**Exercise instructions:** Where a picture occurs in the data, omit it, and copy all remaining data exactly.

**Input data:**

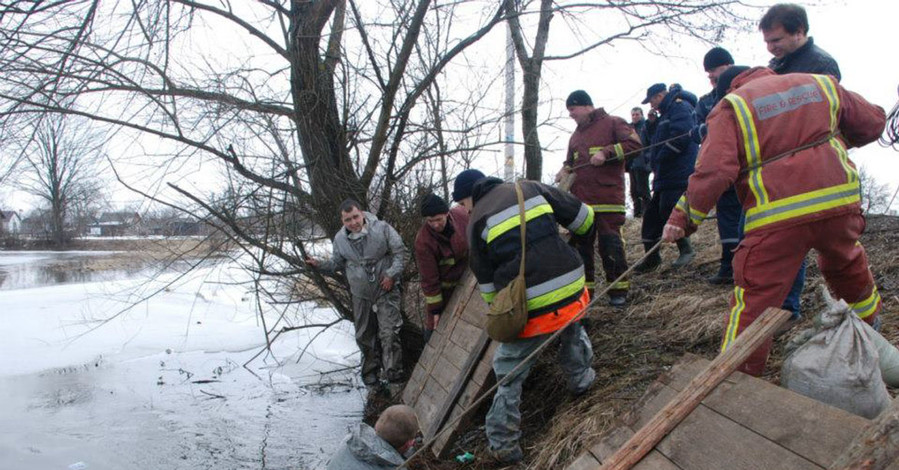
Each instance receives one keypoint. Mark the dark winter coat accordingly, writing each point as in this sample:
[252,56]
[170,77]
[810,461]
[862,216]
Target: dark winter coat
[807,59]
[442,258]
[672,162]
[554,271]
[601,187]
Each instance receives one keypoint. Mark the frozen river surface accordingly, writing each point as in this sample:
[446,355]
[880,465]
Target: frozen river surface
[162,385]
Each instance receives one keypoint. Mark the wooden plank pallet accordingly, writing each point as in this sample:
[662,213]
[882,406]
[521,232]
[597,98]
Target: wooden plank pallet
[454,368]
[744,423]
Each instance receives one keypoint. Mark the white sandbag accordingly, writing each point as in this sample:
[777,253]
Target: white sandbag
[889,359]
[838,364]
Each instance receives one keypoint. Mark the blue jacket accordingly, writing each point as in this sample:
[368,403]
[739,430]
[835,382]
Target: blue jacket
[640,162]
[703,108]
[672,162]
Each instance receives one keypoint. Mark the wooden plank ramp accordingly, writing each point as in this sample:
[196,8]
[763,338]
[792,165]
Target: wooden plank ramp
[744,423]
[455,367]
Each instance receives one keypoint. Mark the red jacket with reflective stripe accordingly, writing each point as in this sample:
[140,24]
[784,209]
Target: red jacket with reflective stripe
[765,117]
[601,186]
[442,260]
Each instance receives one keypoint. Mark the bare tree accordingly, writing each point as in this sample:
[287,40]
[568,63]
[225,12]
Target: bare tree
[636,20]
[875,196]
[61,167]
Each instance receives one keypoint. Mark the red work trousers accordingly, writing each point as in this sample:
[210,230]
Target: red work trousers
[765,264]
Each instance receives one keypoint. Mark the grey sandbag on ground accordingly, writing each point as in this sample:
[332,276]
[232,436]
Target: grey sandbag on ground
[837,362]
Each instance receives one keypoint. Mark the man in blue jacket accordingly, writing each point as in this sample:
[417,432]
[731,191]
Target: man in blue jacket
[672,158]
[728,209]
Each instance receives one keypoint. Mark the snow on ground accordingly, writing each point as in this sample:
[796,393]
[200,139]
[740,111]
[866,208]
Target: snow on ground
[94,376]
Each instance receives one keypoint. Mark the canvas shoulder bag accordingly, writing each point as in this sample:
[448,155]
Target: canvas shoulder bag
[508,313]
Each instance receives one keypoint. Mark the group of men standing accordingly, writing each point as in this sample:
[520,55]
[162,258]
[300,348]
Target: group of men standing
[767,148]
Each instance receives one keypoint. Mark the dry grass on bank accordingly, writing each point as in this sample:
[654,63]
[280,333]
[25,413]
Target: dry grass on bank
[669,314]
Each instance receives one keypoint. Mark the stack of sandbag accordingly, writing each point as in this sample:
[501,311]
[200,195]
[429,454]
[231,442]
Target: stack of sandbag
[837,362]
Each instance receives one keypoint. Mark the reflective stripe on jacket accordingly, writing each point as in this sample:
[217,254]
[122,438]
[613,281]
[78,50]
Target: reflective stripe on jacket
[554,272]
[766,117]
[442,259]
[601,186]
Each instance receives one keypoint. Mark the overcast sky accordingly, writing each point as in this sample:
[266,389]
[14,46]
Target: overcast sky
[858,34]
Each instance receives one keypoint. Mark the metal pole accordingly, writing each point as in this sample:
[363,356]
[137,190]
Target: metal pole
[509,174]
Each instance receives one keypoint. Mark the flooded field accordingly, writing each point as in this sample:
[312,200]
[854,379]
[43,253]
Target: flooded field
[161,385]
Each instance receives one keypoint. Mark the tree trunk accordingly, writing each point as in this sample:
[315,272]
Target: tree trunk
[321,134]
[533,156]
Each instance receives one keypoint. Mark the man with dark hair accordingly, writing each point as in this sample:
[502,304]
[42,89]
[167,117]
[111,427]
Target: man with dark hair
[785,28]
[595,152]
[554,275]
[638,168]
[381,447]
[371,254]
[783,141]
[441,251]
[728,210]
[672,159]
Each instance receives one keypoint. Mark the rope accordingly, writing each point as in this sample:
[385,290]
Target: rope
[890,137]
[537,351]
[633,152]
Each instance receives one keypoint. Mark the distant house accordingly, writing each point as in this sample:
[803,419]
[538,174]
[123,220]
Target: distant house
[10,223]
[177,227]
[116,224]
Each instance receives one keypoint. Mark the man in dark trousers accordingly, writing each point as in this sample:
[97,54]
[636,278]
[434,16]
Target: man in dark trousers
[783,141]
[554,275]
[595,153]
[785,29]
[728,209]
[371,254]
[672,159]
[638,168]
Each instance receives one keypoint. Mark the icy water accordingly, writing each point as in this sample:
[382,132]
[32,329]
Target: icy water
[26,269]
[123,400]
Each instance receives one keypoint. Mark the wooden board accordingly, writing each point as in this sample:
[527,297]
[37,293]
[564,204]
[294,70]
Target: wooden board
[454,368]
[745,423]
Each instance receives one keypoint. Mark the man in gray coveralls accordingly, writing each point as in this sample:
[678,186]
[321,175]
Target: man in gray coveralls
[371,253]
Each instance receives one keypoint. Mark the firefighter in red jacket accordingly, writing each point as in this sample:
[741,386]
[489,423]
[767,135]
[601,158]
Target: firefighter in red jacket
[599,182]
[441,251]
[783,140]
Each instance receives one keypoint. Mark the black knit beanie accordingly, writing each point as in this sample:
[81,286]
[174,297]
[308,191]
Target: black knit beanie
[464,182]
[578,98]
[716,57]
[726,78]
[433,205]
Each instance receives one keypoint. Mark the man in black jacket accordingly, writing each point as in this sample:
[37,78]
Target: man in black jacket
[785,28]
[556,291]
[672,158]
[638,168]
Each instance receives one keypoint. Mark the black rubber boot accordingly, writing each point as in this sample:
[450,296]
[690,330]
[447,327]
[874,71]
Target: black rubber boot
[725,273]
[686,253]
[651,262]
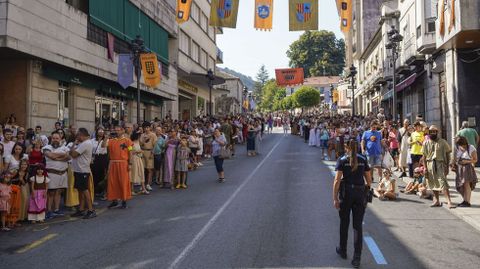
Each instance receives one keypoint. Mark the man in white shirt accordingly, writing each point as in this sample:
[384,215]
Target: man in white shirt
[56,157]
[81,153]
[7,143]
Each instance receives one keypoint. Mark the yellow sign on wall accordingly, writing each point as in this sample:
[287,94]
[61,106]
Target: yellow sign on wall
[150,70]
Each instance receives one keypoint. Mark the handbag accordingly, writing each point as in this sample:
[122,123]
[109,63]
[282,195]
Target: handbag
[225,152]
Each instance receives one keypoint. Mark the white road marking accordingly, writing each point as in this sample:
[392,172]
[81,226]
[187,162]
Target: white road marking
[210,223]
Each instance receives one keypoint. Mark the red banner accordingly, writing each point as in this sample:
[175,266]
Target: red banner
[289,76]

**Solution below:**
Each instance receives one keypoint. Mark the dark winter coat accordingly, writing each point as in this sample:
[252,56]
[170,77]
[810,461]
[862,216]
Target: dark winter coat
[807,59]
[442,258]
[672,162]
[554,271]
[601,187]
Each instance receives one keypoint. Mark the frozen river surface accordingly, writing each point as in this sample:
[446,355]
[880,465]
Target: frozen river surface
[162,385]
Each instance receives one keypoint. Mark the wooden plank pallet accordingly, writing each point as in this sample:
[662,213]
[882,406]
[521,232]
[597,98]
Target: wooden plank pallet
[454,368]
[744,423]
Each instance receives one keypoint. Mark the white sandbag accordingly, writing each point as in this sample:
[777,253]
Target: white sandbag
[889,359]
[838,364]
Each instance receives one keypoint. Mark the blue jacket accordingly, writing each point as in this sample:
[368,403]
[739,430]
[835,382]
Target: blue jacket
[640,162]
[703,108]
[672,162]
Each instance receives one keypoint. Mark the wooden plank ramp accordingly, writing each point as in this sample:
[196,8]
[763,338]
[792,165]
Target: wooden plank ramp
[744,423]
[455,367]
Each instance receives one keypoint. Mark the red jacket with reflective stripe accordingly, writing each point as in this sample:
[140,24]
[784,209]
Target: red jacket with reflective stripe
[765,117]
[601,186]
[442,260]
Each instance receives one keypoint. Mark the bare tree accordingly, writing each point as in this sample:
[287,40]
[568,63]
[225,12]
Target: bare tree
[636,20]
[875,196]
[61,167]
Each instance receives one keypoint. Mark the red work trousers accordingly, writing each point as in this sample:
[210,230]
Target: red work trousers
[765,264]
Each instance receives one keypoint. Mark the grey sandbag on ground accordingly, writing each point as in this sample:
[332,276]
[232,436]
Target: grey sandbag on ground
[837,362]
Each instance receives one keypoint. Mark the man in blue jacket accordingly, writing each point as in this sample:
[417,432]
[731,191]
Target: man in blue jacket
[672,158]
[728,209]
Each instance receives one keypoint. Mark the snow on ground accordingly, writing each point as in this sample:
[796,393]
[200,139]
[740,111]
[866,208]
Target: snow on ground
[94,376]
Each instance receives one keypoint. Mark the canvas shoulder bag accordingly, writing each point as in this sample:
[448,155]
Target: canvas shoulder bag
[508,313]
Each instance receives one keypoint. Mark the group of men standing accordingly, writing each point as in this sample:
[520,55]
[162,258]
[300,348]
Target: group of men standing
[767,148]
Each instance receives one keypoint. Mark the dry grass on bank accordingly, writing each point as in this sample:
[654,63]
[280,333]
[25,413]
Target: dry grass on bank
[669,314]
Each instance receives one keypoint. Mark the stack of sandbag accordingly, writing each point as in this sample:
[501,311]
[200,195]
[429,454]
[231,442]
Target: stack of sandbag
[837,362]
Each instance receives one keypoint. Mark the reflective stripe on jacket accordingly, writing each point as in this sample:
[217,254]
[122,438]
[613,281]
[78,50]
Target: reflective stripe on jacket
[554,272]
[766,117]
[442,259]
[601,186]
Each instance receives one keypoint. Mark the overcast sky accordingly, writing each point as in this sample:
[266,389]
[14,46]
Target: overcast sky
[858,34]
Each instance receives one keypoint. Mark the metal pole accordingly, writing each point as in this sample:
[363,356]
[137,190]
Target: metal pole
[509,174]
Each instance receives one keypoint. Mark the flooded field accordingly, writing each point as in this sample:
[312,200]
[854,379]
[43,253]
Target: flooded field
[161,385]
Each instance receives one keypoint. Mark the tree trunk accordingly, writing each point as in this sample:
[315,272]
Target: tree trunk
[321,134]
[533,156]
Each instance receives one keypoint. Mark the man with dark hair accordingly, writing each point as in this sample:
[502,304]
[42,89]
[167,117]
[111,427]
Target: man with dark hair
[785,28]
[595,152]
[554,275]
[638,168]
[381,447]
[371,254]
[783,141]
[441,251]
[728,210]
[672,159]
Each instance receives one keypoint. Mark the rope accordingly, writing each point as in this sample:
[385,290]
Target: rope
[890,137]
[537,351]
[633,152]
Each instance receives one keypoint. Mark the distant house accordingly, writing each point as in this sample:
[803,419]
[538,174]
[123,220]
Target: distant house
[10,223]
[177,227]
[116,224]
Each instance receives one keypoint. Mark the man in dark trousers accordingly, writing each point as in this sample:
[97,54]
[636,278]
[434,16]
Target: man in dark trousers
[783,141]
[554,275]
[595,153]
[785,29]
[728,209]
[371,254]
[672,159]
[638,168]
Each instance receives one keypoint. Mark the icy water accordingly, writing each point as in this sample:
[382,132]
[32,329]
Target: icy water
[26,269]
[123,400]
Each instance receives one keypoint. Mark the wooden board accordingly, writing each point as in this sample:
[527,297]
[37,293]
[564,204]
[294,70]
Target: wooden board
[454,368]
[745,423]
Each instance receives one keypoint. Mark the man in gray coveralls accordingly, writing each point as in this sample:
[678,186]
[321,175]
Target: man in gray coveralls
[371,253]
Each instance receives one keypoint. Mark the firefighter in red jacket accordingly, writing each point as in this sample:
[741,386]
[489,423]
[767,135]
[601,158]
Target: firefighter in red jacket
[599,182]
[441,251]
[783,140]
Each instance receives one keypoint. Mark the black knit beanie accordingly, writing each point as in this sample:
[81,286]
[174,297]
[308,191]
Target: black knit beanie
[464,182]
[578,98]
[716,57]
[726,78]
[433,205]
Each instance receives one keypoint. Mark the man in black jacket accordingly, writing each point as in this sample:
[37,78]
Target: man in black jacket
[785,28]
[556,291]
[672,158]
[638,168]
Each instance receives one keypoint. Mark the black rubber boot accordingly, writing each point as in this sample:
[450,296]
[690,330]
[447,327]
[874,71]
Target: black rubber boot
[725,273]
[686,253]
[651,262]
Each instance receives one keypoint. Mark the man in white shirt accordingly, writing each point as in this sample:
[384,215]
Target: man in white shirt
[56,157]
[81,153]
[7,143]
Each instance receives one keypoint. Mark the yellow sign on wall accordingly, writing each point as in this sample:
[287,94]
[61,106]
Target: yellow sign on wall
[150,70]
Each instance receives one keypoint. Mark the handbag accordingly, writing each point as in this sample:
[122,123]
[109,63]
[282,195]
Target: handbag
[225,152]
Each instance receives one keypoint. Mark the white road marking accordingly, writing each point as in this sample:
[392,172]
[81,226]
[187,162]
Target: white road marking
[210,223]
Each instance receives one keypoint. Mark the red banner accordingly, writing each point as in this sample:
[175,266]
Target: red banner
[289,76]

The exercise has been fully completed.